__WORK INSTRUCTIONS__.
Can you copy the records word for word, from the line containing "Look at the photo above. For each instance of the tan" through the last line of the records?

__Rows from a pointing dataset__.
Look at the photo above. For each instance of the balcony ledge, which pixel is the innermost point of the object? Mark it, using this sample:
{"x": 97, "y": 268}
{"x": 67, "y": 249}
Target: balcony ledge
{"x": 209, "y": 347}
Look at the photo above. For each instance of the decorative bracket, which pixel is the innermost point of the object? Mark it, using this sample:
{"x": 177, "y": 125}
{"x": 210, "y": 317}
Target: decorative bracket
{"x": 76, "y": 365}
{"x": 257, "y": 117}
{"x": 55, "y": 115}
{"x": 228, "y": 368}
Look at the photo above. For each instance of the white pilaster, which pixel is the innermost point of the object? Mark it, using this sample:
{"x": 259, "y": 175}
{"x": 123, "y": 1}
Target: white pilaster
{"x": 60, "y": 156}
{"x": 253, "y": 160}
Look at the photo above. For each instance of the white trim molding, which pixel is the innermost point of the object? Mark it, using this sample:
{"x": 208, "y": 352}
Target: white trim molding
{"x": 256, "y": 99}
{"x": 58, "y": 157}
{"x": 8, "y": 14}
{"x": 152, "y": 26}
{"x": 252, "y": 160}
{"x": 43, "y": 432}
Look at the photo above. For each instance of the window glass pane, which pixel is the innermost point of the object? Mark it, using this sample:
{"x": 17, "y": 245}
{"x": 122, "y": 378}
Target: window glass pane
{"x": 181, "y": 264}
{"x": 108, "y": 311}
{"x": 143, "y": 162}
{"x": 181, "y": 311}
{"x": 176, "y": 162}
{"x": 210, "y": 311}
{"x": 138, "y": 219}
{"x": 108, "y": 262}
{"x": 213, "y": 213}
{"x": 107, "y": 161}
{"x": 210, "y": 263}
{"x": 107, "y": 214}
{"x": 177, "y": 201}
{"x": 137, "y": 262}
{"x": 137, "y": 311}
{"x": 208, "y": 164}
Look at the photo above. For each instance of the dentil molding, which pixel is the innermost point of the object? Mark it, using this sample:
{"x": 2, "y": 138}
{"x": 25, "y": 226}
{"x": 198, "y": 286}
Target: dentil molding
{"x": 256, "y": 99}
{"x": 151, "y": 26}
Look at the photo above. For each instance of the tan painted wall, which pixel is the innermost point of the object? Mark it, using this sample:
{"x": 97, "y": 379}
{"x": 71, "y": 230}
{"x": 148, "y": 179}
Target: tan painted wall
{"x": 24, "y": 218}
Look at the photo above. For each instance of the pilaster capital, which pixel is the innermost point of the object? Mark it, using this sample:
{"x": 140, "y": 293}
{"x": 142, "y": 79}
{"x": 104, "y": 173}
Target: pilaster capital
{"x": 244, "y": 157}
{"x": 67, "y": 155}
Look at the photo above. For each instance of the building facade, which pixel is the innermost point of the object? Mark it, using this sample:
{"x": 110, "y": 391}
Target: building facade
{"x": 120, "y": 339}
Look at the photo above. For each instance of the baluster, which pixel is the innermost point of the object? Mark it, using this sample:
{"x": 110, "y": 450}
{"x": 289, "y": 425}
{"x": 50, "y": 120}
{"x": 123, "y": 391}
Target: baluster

__COMPLETE OUTPUT__.
Look at the photo above. For each instance of the tan painted wall, which pixel is the innermost point of the object? Mark it, using this sample:
{"x": 97, "y": 379}
{"x": 71, "y": 230}
{"x": 148, "y": 179}
Target: tan painted wall
{"x": 24, "y": 218}
Look at the photo above. For each instance of the pilaster capital, which pixel is the innermost point of the object? Mark it, using this sample:
{"x": 140, "y": 293}
{"x": 142, "y": 79}
{"x": 104, "y": 173}
Target: pilaster capital
{"x": 244, "y": 157}
{"x": 67, "y": 155}
Look at the photo above. For each instance of the building facade, which pixel is the innermost point of the object? Mark it, using this sample:
{"x": 110, "y": 391}
Target: building facade
{"x": 120, "y": 339}
Look at the photo above. For each instance of the baluster, which pixel is the innermost point of the object? Mark it, using this sample:
{"x": 110, "y": 450}
{"x": 289, "y": 425}
{"x": 50, "y": 120}
{"x": 123, "y": 391}
Target: baluster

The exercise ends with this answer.